== The data ==

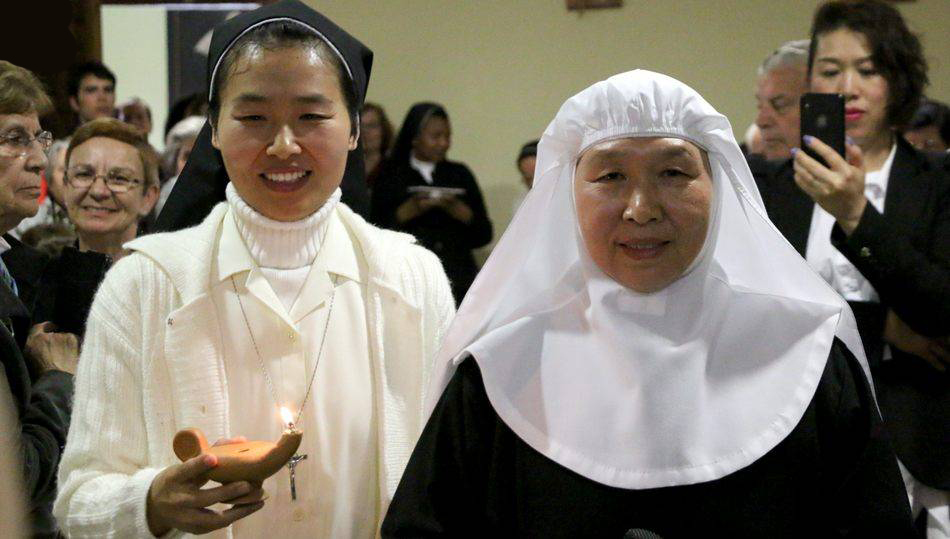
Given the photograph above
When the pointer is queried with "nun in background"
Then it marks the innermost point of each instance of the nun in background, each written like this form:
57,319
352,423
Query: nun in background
644,351
281,297
438,201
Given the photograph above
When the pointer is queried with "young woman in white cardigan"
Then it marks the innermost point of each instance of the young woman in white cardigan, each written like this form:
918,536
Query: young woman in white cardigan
282,296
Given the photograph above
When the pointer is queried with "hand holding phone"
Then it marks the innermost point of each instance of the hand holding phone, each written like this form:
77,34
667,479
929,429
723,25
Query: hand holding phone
827,170
822,117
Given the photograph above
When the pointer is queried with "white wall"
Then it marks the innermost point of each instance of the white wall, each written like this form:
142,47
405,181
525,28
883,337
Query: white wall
135,48
503,67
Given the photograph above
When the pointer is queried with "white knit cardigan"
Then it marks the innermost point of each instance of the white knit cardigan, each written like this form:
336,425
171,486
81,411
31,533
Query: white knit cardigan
151,364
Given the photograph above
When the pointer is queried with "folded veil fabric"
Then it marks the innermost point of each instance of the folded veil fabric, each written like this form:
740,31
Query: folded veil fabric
202,182
684,385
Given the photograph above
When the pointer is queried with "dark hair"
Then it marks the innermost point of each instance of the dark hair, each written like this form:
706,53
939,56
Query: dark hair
123,132
21,92
384,122
895,50
932,113
77,73
281,35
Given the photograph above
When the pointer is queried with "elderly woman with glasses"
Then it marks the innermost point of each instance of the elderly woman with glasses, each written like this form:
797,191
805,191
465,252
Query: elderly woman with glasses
111,184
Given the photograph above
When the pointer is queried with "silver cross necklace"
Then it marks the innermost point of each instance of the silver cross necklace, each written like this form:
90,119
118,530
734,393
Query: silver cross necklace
296,459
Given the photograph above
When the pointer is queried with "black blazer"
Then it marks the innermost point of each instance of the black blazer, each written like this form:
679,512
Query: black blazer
26,265
905,254
43,405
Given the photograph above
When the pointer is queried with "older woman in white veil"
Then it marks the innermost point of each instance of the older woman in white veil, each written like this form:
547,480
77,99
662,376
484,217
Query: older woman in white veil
644,350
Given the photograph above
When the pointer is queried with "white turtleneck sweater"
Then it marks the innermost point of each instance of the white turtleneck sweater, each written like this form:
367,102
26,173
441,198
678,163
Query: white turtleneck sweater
287,275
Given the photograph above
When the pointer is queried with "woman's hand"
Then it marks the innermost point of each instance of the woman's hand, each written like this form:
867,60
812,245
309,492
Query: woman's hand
936,352
839,190
177,501
52,351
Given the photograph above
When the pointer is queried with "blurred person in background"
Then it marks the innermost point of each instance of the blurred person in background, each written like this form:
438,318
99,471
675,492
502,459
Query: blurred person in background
52,210
376,132
178,144
38,368
436,200
136,112
780,85
111,185
929,129
875,225
91,90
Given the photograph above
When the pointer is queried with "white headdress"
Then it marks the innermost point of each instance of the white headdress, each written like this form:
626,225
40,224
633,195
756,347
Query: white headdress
639,391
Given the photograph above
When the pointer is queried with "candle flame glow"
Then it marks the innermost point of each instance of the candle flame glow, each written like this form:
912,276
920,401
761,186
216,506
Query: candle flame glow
287,416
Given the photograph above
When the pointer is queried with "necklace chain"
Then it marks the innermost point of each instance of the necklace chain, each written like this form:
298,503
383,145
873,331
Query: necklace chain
260,358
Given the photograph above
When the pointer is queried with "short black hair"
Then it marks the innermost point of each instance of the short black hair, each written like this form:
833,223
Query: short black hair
79,72
895,50
281,35
933,113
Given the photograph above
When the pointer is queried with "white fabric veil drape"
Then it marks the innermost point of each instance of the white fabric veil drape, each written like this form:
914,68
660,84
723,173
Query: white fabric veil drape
639,391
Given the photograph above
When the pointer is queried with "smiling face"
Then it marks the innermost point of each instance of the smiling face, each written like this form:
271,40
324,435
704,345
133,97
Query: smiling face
20,174
843,65
777,94
284,131
643,206
96,211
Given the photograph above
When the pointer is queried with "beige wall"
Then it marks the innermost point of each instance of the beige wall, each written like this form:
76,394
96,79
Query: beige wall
503,67
141,68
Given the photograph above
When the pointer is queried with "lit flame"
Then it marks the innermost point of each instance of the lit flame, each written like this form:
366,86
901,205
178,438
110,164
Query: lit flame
287,416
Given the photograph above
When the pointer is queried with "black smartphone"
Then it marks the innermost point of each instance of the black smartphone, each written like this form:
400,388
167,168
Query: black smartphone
822,116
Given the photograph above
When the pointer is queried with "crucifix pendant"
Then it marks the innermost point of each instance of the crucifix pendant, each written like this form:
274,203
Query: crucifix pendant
292,465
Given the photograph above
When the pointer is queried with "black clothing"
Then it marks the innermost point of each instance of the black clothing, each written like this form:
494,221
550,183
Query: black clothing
833,476
905,255
43,405
450,239
68,287
26,265
201,184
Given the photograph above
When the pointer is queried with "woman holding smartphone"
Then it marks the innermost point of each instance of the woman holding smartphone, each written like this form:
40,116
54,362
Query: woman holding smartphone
875,224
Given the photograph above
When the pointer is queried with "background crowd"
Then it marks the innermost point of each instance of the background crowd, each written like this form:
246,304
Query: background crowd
880,235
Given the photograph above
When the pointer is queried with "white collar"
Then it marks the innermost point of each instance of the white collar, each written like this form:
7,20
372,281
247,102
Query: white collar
278,244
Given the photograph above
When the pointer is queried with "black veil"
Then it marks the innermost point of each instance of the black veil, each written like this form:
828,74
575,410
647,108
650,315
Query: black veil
201,185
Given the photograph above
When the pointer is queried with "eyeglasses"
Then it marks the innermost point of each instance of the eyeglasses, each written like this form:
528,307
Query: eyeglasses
18,143
117,180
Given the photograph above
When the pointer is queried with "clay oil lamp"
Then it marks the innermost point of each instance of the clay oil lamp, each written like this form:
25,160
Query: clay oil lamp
252,461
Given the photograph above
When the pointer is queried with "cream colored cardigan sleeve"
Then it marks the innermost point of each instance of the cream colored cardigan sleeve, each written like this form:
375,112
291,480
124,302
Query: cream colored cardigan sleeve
107,468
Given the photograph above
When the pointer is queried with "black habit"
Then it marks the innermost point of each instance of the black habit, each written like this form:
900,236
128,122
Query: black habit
905,254
202,182
67,288
833,476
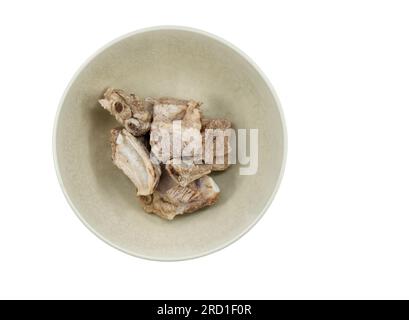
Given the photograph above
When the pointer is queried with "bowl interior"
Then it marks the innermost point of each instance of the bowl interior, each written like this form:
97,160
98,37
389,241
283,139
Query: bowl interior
166,62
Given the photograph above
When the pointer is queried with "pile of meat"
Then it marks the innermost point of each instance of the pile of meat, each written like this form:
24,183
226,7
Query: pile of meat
165,185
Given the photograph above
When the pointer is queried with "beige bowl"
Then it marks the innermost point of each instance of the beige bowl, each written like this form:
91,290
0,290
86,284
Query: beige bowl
167,61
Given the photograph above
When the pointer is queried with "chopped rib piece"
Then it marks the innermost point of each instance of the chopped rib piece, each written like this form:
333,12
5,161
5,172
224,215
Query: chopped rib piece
131,156
219,163
165,128
171,199
184,173
129,110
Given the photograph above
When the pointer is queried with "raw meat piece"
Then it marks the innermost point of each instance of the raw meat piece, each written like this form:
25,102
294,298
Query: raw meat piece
131,156
129,110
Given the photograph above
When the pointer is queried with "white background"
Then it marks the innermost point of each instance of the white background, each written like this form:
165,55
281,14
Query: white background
339,225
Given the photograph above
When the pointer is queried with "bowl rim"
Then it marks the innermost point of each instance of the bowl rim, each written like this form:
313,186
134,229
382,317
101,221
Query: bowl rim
216,38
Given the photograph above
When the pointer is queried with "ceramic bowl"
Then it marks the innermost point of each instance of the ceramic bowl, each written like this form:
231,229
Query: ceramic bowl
178,62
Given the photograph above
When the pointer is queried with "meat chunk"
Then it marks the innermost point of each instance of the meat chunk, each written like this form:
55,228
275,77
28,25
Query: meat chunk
183,172
131,156
175,130
171,199
211,128
129,110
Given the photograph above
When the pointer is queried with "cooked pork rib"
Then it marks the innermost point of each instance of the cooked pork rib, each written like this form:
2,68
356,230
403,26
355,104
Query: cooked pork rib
130,111
166,112
219,163
184,173
171,199
131,156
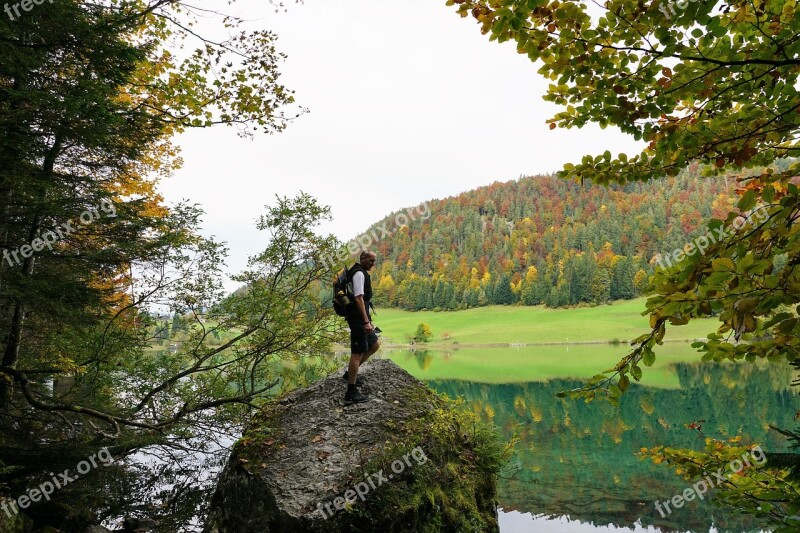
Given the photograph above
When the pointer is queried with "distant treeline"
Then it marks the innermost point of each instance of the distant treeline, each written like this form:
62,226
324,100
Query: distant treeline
543,240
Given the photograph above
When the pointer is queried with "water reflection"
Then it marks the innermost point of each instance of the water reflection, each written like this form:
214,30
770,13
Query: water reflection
577,461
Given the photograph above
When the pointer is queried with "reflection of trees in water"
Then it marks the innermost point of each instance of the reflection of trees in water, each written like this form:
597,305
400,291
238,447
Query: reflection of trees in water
579,459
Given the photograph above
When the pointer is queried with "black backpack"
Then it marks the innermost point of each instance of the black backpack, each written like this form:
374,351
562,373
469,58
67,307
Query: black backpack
342,293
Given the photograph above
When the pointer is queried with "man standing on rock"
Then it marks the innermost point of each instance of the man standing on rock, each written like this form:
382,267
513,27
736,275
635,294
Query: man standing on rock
363,340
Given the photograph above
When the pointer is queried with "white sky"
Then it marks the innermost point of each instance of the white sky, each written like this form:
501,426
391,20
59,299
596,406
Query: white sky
406,99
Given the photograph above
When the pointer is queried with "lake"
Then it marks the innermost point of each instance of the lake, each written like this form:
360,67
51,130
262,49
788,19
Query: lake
576,467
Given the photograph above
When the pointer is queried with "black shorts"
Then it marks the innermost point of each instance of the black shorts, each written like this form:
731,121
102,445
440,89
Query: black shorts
360,340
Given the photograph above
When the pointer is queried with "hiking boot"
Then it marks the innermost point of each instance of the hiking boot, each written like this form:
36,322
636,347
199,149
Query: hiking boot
354,396
359,380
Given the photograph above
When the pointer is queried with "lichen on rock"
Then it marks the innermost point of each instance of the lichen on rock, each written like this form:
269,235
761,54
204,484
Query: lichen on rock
407,460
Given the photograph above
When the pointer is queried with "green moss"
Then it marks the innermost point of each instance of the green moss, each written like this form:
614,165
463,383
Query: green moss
453,490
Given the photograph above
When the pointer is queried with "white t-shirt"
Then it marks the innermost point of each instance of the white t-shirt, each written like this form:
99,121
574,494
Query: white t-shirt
358,284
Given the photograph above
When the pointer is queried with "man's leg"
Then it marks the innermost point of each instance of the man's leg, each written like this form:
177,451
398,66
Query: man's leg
358,348
352,369
372,349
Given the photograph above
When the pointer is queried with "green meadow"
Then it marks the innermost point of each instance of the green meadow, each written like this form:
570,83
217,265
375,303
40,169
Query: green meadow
621,320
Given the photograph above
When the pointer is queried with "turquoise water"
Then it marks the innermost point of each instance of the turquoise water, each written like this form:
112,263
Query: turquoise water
576,467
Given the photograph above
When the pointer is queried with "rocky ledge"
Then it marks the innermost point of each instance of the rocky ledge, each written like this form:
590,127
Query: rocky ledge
407,460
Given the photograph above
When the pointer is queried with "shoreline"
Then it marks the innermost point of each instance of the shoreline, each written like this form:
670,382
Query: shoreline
456,346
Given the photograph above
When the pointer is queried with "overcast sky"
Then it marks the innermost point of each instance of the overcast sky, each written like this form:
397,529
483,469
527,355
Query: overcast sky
408,102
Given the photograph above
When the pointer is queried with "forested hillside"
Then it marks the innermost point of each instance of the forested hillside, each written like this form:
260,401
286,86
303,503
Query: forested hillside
543,240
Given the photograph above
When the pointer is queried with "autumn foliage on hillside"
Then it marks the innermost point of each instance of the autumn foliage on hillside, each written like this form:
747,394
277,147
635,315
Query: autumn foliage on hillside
543,240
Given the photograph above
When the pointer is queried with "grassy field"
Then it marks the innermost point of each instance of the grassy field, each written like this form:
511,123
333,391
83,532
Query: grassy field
503,324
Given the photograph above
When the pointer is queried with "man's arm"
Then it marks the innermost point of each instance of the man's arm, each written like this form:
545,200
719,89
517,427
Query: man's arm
358,293
362,311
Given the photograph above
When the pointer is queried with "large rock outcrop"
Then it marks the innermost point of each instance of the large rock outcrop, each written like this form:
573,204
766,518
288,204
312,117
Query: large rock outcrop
405,461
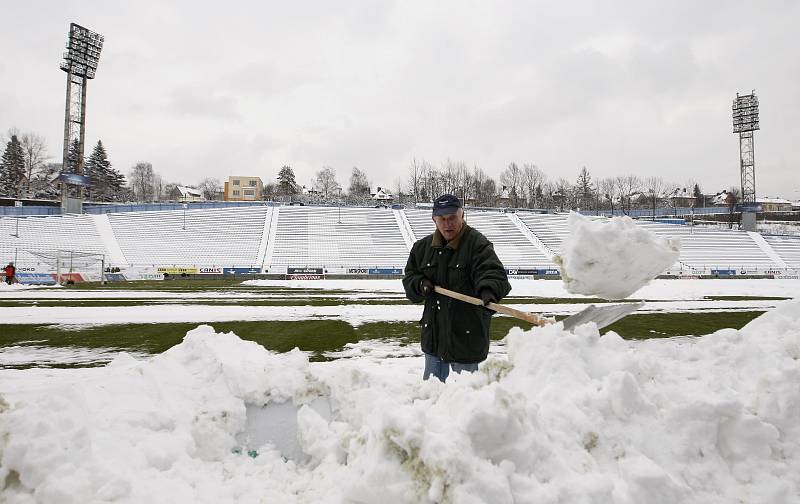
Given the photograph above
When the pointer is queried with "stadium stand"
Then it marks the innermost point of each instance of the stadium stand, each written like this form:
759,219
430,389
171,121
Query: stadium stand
511,245
338,238
550,228
700,248
227,237
341,238
46,235
715,248
787,248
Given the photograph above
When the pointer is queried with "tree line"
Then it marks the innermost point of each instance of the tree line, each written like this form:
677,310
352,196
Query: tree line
26,172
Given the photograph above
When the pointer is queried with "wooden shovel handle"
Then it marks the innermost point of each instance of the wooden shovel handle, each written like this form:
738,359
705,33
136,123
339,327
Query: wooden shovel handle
527,317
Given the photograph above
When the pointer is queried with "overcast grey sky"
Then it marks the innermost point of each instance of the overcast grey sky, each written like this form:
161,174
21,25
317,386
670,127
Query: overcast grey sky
219,88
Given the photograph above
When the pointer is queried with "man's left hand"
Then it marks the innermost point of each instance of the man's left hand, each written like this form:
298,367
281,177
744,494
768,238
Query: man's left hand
487,296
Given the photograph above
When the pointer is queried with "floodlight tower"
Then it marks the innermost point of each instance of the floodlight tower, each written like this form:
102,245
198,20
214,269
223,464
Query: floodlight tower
745,122
80,64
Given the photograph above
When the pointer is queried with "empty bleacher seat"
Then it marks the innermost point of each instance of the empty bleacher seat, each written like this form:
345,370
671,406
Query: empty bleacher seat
338,238
47,235
513,248
226,237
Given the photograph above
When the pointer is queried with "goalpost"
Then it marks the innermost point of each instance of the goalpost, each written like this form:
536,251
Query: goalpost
66,264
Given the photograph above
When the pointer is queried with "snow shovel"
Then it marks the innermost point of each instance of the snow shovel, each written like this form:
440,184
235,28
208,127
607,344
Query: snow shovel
601,315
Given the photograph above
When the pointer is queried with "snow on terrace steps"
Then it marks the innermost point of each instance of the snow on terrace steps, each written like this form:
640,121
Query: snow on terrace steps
338,238
513,248
565,418
699,248
212,237
787,248
47,234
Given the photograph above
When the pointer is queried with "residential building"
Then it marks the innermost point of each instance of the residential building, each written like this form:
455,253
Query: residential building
241,188
382,195
774,204
184,194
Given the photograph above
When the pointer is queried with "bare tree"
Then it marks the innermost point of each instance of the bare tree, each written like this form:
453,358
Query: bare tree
326,181
511,178
210,187
359,184
142,180
655,188
628,186
609,191
584,189
532,179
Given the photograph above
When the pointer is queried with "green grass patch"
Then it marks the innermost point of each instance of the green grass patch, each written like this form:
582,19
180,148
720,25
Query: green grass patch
664,325
745,298
321,336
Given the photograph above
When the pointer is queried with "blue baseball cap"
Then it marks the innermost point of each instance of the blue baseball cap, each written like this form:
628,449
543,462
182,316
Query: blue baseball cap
446,204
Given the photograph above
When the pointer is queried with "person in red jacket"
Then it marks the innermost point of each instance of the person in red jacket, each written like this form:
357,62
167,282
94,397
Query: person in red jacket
10,271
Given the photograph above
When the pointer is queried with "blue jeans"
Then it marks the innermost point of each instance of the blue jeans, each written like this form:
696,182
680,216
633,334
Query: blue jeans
441,369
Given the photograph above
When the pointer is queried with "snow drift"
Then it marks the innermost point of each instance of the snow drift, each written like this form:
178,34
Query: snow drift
567,418
612,258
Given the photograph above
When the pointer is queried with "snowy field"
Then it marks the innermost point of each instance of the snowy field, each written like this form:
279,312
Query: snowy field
551,417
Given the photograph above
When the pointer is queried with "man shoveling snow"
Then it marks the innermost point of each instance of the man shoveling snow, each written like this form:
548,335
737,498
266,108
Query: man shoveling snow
612,258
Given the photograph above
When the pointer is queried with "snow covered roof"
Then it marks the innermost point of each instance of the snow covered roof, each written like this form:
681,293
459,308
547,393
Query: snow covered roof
773,200
187,192
382,194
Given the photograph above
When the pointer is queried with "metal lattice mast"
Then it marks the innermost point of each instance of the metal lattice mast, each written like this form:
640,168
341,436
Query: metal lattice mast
745,122
80,64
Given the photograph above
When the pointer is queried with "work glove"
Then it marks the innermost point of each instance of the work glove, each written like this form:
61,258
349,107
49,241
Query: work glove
426,287
487,296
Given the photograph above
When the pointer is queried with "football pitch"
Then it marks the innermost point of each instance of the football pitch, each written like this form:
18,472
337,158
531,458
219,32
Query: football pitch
89,324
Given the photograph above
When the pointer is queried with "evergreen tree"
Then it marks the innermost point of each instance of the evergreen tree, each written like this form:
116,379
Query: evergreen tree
359,184
117,185
12,168
584,189
98,169
286,181
73,157
698,195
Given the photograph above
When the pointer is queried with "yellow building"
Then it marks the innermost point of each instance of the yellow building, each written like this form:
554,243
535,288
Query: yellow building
239,188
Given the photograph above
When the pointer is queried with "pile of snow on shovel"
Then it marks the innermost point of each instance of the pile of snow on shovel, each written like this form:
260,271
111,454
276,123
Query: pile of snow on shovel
566,418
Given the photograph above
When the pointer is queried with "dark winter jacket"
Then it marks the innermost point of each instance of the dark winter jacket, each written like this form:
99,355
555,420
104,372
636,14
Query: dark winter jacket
453,330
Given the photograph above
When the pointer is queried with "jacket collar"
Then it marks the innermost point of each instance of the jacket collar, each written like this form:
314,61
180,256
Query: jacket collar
438,239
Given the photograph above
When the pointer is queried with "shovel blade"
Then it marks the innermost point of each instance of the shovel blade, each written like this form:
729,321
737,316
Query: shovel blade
601,315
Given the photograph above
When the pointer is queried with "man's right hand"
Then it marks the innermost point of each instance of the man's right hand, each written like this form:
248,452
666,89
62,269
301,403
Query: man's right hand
426,287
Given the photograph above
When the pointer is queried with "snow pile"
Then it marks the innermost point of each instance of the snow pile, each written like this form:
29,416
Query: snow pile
567,418
612,258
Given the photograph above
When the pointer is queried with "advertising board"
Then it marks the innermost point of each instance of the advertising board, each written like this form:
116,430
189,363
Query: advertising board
35,278
521,272
177,271
209,271
304,271
241,271
385,271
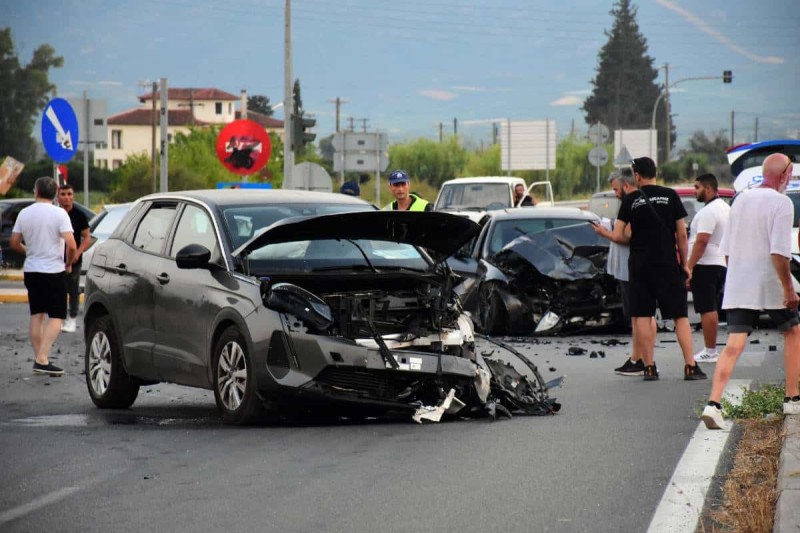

===

## To do
Leaving each picture behind, please give again exactly the lines above from the one with "Query: black clothing" through the one with "of meat, each", both included, and no others.

## Answer
Query: black clothing
833,476
905,255
43,405
450,239
68,287
26,265
201,184
Given the photograph above
When the pointer is queried with "woman holding smartphone"
Then it marks the innermost point of each instance of the woman holding smartphone, each written like this form:
40,116
54,362
Query: woman holding smartphone
875,224
Given the photograph above
When the pointer is queried with "background crowd"
Then it marks the innermost point of each instance of the background crowd, each written like this form:
246,304
Query: background crowd
880,235
Given the photograph above
When the pointer is queried with "white collar"
Then it marks the innermost point of each instance of the white collar, each written like this form:
7,20
372,281
247,102
Query: white collar
278,244
Given the photograph above
When the pointer is queried with "black veil"
Then it marks the innermost point of each instance of the black veil, each written like this form:
828,74
575,410
647,108
650,315
Query: black veil
201,185
Given the photograph above
When the pointer is queried with "eyeglasses"
Then it marks the innermost point of each instance of the eyeglasses, each written like this form:
528,307
Query: eyeglasses
18,143
117,180
Given the photograph above
When the pointer is queried with "clay oil lamp"
Then it marks the innermost point of each instance of the clay oil lamp, each written like this form:
25,160
Query: clay oil lamp
252,461
Given the photograph above
When the pointer is queried with "cream colored cardigan sleeve"
Then it marks the innermost point of each instance of the cream colored cardigan sleeve, each written like this form:
375,112
291,480
124,302
Query: cream colored cardigan sleeve
107,468
Given the photograph above
When the pointer is queried with "black habit"
Then it marks the innermost point of each instance of the black habit, each written like this form:
900,236
128,122
Query: black habit
905,254
202,182
67,288
833,476
Given the photograph above
When the pointer is queried with "bowl interior"
Then it marks the innermost point of each instance of the bowl interior, each written like this form:
97,160
98,37
389,241
283,139
Query: bowl interior
166,62
Given the photograph above
When the pointer is queried with "pile of meat"
Then it marks the innermost point of each instance of the pile of meat, each written like this form:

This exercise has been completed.